_Record set_:
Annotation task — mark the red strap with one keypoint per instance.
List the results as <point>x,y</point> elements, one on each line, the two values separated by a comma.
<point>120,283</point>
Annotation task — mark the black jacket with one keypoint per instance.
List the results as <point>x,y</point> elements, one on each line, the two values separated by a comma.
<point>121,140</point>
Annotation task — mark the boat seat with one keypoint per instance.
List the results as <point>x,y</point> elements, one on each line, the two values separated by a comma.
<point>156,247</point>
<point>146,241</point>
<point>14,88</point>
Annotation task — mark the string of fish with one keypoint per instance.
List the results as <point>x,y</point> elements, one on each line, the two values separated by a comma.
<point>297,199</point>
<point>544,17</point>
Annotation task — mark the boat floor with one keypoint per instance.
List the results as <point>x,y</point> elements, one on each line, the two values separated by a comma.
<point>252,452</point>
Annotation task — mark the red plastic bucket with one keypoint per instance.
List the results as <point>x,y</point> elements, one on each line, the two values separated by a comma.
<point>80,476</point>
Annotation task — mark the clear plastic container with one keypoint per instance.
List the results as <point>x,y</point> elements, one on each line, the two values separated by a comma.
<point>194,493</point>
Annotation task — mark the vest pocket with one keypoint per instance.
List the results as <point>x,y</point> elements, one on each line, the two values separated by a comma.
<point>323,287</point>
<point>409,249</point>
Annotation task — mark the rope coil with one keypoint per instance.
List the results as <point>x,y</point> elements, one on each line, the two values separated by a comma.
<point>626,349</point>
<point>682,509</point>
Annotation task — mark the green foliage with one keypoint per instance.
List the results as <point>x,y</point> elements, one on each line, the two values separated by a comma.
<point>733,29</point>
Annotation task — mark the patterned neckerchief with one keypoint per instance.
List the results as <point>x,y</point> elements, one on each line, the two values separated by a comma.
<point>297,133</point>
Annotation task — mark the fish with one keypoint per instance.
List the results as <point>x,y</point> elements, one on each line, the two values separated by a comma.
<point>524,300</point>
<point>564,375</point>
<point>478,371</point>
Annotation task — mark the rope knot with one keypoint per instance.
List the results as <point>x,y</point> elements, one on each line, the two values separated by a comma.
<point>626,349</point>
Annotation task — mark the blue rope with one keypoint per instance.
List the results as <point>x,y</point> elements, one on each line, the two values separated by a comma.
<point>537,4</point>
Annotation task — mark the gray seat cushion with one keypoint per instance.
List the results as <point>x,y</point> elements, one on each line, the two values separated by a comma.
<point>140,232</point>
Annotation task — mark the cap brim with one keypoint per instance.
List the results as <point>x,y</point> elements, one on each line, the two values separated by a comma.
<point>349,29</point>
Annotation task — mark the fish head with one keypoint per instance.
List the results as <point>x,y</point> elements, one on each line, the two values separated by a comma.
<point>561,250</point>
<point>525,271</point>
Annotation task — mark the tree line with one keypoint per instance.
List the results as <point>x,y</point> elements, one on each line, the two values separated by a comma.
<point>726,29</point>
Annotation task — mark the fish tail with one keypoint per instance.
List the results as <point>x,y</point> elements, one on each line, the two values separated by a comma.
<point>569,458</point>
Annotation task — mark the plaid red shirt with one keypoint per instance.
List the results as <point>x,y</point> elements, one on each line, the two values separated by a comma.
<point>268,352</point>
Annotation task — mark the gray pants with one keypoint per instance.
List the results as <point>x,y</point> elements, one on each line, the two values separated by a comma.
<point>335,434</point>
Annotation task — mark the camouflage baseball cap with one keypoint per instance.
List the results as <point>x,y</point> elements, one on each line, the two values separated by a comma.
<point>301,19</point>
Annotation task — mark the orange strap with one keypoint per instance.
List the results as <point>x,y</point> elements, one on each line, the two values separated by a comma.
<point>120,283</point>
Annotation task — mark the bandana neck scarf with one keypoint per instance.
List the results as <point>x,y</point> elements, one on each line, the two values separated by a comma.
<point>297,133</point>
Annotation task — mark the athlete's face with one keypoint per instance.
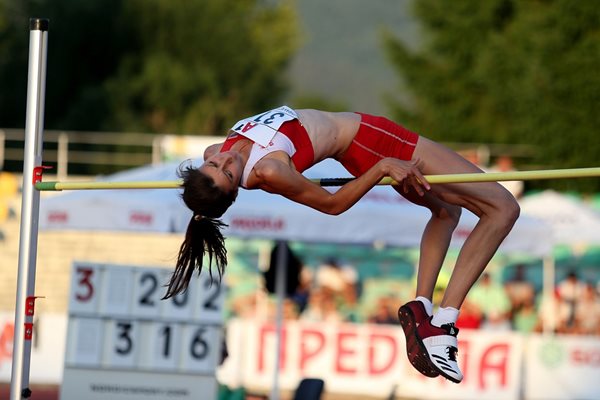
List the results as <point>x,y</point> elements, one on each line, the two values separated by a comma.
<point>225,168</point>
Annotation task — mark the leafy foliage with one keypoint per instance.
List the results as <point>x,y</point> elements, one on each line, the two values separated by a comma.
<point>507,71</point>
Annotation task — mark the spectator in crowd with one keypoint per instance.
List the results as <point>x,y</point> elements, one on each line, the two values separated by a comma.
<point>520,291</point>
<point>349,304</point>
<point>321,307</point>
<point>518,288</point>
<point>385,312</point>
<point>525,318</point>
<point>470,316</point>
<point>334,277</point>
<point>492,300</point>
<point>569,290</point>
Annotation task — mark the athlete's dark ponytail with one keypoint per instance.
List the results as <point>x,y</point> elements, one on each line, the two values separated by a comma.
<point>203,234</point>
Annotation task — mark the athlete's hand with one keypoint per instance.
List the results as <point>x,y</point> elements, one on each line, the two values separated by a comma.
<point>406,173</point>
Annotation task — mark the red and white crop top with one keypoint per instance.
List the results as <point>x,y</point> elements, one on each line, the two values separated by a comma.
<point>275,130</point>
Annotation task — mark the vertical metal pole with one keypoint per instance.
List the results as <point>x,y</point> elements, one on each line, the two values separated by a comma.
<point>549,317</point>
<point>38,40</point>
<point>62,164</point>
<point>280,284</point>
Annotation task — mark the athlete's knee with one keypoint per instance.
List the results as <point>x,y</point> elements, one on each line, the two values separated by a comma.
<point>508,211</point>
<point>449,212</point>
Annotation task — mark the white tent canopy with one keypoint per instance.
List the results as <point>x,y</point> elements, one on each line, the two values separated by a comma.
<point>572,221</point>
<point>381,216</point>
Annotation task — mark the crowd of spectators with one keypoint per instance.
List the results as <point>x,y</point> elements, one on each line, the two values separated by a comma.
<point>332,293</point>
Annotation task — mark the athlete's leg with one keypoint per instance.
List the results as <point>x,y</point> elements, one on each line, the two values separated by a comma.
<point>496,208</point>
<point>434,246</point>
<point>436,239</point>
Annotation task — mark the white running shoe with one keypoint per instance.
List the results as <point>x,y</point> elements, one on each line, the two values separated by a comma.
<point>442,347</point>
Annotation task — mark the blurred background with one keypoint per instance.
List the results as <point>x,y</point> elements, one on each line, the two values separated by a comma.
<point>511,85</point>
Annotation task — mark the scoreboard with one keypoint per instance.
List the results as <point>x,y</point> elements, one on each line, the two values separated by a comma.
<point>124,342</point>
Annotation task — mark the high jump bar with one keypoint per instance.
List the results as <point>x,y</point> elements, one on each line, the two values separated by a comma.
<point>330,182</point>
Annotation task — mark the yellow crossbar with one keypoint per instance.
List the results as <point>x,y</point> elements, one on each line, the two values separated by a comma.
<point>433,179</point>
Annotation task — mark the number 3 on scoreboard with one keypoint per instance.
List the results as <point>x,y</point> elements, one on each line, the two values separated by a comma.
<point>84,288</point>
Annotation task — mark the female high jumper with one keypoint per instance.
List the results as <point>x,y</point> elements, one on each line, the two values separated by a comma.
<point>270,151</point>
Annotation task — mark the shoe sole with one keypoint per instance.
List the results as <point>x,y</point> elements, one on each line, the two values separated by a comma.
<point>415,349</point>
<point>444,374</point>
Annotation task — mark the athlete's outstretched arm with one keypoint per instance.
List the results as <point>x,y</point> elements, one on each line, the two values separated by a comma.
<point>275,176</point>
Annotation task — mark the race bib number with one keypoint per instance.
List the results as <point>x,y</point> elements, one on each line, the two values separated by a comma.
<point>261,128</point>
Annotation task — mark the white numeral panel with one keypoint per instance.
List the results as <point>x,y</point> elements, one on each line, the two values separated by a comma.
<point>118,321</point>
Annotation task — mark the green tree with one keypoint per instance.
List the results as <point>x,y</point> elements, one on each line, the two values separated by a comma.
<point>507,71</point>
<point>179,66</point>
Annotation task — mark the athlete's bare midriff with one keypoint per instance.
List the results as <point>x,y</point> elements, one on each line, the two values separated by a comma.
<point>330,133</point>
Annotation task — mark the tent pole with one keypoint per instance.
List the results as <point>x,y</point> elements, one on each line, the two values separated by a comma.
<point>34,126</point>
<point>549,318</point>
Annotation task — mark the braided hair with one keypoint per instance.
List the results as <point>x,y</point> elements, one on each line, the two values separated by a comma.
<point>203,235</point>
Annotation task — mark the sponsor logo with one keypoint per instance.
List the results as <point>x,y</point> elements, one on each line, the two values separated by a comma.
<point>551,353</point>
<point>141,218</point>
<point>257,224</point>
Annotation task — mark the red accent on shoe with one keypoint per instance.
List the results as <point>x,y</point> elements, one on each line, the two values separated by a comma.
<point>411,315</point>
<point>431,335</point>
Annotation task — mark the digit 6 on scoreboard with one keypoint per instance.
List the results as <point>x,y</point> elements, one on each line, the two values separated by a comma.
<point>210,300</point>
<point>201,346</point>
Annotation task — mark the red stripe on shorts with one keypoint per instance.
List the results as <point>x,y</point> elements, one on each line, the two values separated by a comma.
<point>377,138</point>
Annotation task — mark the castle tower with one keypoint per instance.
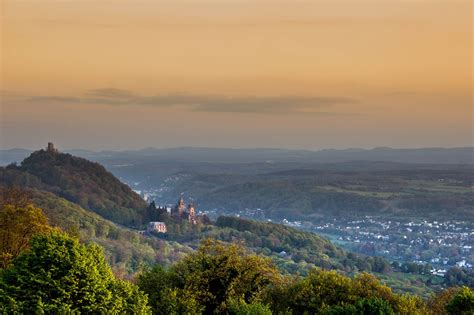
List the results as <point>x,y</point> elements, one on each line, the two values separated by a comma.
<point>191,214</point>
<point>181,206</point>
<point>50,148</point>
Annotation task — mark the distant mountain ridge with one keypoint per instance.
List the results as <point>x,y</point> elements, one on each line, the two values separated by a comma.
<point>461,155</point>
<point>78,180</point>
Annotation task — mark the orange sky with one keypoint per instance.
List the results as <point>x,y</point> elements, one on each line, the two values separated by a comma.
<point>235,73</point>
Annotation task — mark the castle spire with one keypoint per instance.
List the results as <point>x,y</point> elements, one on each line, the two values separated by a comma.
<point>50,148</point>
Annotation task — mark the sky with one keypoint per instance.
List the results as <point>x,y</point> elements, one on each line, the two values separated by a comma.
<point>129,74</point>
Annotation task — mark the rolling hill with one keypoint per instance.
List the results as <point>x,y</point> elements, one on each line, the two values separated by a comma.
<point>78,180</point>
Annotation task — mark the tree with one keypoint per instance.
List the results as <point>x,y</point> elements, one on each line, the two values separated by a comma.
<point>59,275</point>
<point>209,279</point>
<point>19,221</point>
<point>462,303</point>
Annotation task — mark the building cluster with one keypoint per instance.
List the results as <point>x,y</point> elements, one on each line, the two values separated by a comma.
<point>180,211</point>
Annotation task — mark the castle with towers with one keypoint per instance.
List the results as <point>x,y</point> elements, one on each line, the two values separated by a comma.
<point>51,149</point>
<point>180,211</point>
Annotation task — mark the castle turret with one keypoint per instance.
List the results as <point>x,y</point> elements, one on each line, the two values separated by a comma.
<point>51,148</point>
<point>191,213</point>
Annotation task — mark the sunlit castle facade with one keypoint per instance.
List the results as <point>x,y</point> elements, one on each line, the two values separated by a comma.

_Problem to solve_: Look over the entries above. Copy every line that contains the word "seat".

_Response to this task_:
Annotation task — mark the boat seat with one keypoint per instance.
Annotation task — mark the gray seat cushion with one keypoint per instance.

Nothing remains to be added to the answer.